# Task objective:
Please output every line of the items below as a Markdown table with the columns Row and Line, leaving out blank lines.

# Dataset excerpt:
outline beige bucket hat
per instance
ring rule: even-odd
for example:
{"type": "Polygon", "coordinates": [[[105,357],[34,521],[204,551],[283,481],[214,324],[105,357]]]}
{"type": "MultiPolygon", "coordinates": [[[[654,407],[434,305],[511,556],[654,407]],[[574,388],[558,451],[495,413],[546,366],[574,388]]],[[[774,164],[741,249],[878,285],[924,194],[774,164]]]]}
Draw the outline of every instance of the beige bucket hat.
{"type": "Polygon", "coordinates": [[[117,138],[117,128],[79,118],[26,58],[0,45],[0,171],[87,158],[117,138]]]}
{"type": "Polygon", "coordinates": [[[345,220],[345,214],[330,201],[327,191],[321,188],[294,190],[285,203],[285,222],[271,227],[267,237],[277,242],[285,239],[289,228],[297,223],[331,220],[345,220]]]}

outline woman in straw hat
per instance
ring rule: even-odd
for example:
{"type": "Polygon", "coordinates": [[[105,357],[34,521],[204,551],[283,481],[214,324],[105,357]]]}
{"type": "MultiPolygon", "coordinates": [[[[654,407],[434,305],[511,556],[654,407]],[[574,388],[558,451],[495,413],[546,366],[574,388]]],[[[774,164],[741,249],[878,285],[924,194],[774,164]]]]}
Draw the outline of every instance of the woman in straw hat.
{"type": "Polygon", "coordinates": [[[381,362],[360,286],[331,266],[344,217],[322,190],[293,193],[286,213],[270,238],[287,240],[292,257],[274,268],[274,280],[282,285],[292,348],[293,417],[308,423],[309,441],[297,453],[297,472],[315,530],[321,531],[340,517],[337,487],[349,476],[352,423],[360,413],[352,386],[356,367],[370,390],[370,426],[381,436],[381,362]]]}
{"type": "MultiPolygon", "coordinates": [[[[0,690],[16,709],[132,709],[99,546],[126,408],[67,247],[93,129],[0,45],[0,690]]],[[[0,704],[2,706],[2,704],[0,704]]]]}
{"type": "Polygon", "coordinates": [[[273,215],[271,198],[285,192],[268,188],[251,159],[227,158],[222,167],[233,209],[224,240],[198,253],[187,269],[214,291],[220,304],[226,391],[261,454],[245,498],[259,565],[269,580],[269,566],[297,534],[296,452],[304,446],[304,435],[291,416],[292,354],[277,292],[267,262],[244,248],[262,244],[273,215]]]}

# Solution to this exercise:
| Row | Line |
|---|---|
| 1 | outline beige bucket hat |
| 2 | per instance |
| 3 | ring rule: even-odd |
| 4 | for example: |
| 5 | {"type": "Polygon", "coordinates": [[[105,357],[34,521],[204,551],[283,481],[214,324],[105,357]]]} |
| 6 | {"type": "MultiPolygon", "coordinates": [[[[654,407],[434,305],[511,556],[654,407]],[[574,388],[558,451],[495,413],[546,366],[574,388]]],[[[774,164],[741,249],[878,285],[924,194],[774,164]]]]} |
| 7 | Draw the outline of every instance of the beige bucket hat. |
| 8 | {"type": "Polygon", "coordinates": [[[117,138],[117,128],[79,118],[26,58],[0,45],[0,171],[87,158],[117,138]]]} |
| 9 | {"type": "Polygon", "coordinates": [[[345,220],[345,214],[330,201],[327,191],[321,188],[294,190],[285,203],[285,222],[271,227],[267,237],[277,242],[285,239],[289,228],[297,223],[331,220],[345,220]]]} |
| 10 | outline woman in straw hat |
| 11 | per instance |
| 12 | ring rule: even-odd |
| 13 | for example: |
| 14 | {"type": "Polygon", "coordinates": [[[105,357],[34,521],[204,551],[283,481],[214,324],[105,357]]]} |
| 15 | {"type": "MultiPolygon", "coordinates": [[[[654,407],[434,305],[511,556],[654,407]],[[574,388],[558,451],[495,413],[546,366],[574,388]]],[[[774,164],[741,249],[878,285],[924,194],[774,164]]]]} |
| 16 | Draw the outline of every instance of the woman in straw hat. |
| 17 | {"type": "Polygon", "coordinates": [[[381,362],[360,286],[331,266],[344,217],[322,190],[293,193],[286,213],[270,238],[287,240],[292,257],[274,268],[274,280],[282,285],[292,348],[293,417],[308,423],[309,441],[297,453],[297,472],[315,530],[321,531],[340,517],[337,487],[349,476],[352,423],[360,413],[352,386],[356,367],[370,390],[370,426],[381,436],[381,362]]]} |
| 18 | {"type": "MultiPolygon", "coordinates": [[[[0,690],[16,709],[132,709],[99,546],[126,408],[67,247],[93,129],[0,45],[0,690]]],[[[0,704],[2,706],[2,704],[0,704]]]]} |
| 19 | {"type": "Polygon", "coordinates": [[[273,215],[271,198],[285,192],[268,188],[251,159],[227,158],[222,167],[233,209],[224,240],[198,253],[187,269],[214,291],[220,304],[226,391],[261,454],[245,498],[259,565],[269,580],[269,566],[297,534],[296,452],[304,446],[304,435],[291,416],[292,354],[277,292],[267,262],[244,248],[262,244],[273,215]]]} |